>> START MATERIAL SHOWN

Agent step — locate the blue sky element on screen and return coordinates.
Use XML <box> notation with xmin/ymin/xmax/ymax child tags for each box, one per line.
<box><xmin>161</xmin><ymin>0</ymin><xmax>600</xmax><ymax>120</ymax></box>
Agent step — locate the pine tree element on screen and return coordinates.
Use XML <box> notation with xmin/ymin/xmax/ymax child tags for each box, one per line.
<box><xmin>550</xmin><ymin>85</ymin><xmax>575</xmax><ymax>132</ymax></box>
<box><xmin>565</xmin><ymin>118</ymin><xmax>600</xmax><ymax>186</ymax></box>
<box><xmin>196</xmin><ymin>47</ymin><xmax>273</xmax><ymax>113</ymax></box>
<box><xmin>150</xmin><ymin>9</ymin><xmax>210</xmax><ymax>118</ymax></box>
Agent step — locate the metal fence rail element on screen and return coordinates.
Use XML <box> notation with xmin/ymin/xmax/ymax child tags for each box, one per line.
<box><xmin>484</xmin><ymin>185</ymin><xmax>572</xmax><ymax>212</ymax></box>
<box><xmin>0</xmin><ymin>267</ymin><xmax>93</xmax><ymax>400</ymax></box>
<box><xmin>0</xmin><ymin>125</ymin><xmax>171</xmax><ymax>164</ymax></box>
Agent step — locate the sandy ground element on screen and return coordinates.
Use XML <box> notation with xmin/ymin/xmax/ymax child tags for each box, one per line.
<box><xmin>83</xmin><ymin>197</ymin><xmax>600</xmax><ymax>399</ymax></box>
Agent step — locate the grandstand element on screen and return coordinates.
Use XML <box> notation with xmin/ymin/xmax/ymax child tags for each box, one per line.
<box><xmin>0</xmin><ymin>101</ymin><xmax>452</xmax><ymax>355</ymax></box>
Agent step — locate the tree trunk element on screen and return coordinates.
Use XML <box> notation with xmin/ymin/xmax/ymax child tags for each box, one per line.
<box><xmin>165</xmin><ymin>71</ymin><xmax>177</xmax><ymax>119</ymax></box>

>> END MATERIAL SHOWN

AIM OF THE TASK: Reproduce all of the data above without changing a single character.

ANSWER FOR THIS EXERCISE:
Agent step — locate the blue sky element on screen and return coordinates.
Use XML <box> notation with xmin/ymin/xmax/ymax child tags for each box, one per line.
<box><xmin>161</xmin><ymin>0</ymin><xmax>600</xmax><ymax>120</ymax></box>
Agent step — locate the pine tree element on screen and return coordinates.
Use XML <box> notation with xmin/ymin/xmax/ymax child tags for each box, one per line.
<box><xmin>550</xmin><ymin>85</ymin><xmax>575</xmax><ymax>132</ymax></box>
<box><xmin>565</xmin><ymin>118</ymin><xmax>600</xmax><ymax>186</ymax></box>
<box><xmin>196</xmin><ymin>47</ymin><xmax>273</xmax><ymax>113</ymax></box>
<box><xmin>150</xmin><ymin>9</ymin><xmax>210</xmax><ymax>118</ymax></box>
Agent step — locate the metal fence rail element on screen and return coordinates.
Use XML <box> notation with xmin/ymin/xmax/ymax child tags for each box, one per line.
<box><xmin>484</xmin><ymin>185</ymin><xmax>572</xmax><ymax>212</ymax></box>
<box><xmin>0</xmin><ymin>267</ymin><xmax>93</xmax><ymax>400</ymax></box>
<box><xmin>0</xmin><ymin>125</ymin><xmax>171</xmax><ymax>164</ymax></box>
Agent step — locate the sandy ground element on screen and return coordinates.
Use XML <box> notation with xmin/ymin/xmax/ymax child tags for each box, one per line.
<box><xmin>83</xmin><ymin>197</ymin><xmax>600</xmax><ymax>399</ymax></box>
Agent step — locate the grandstand element on screen and return coordinates.
Use XML <box> notation with xmin/ymin/xmax/ymax child tags for each box, one per line.
<box><xmin>0</xmin><ymin>101</ymin><xmax>452</xmax><ymax>355</ymax></box>
Agent step — locate the tree trunk element on screen and return coordinates.
Use XML <box> notation with xmin/ymin/xmax/ymax child tags for each box, one per line.
<box><xmin>165</xmin><ymin>71</ymin><xmax>177</xmax><ymax>119</ymax></box>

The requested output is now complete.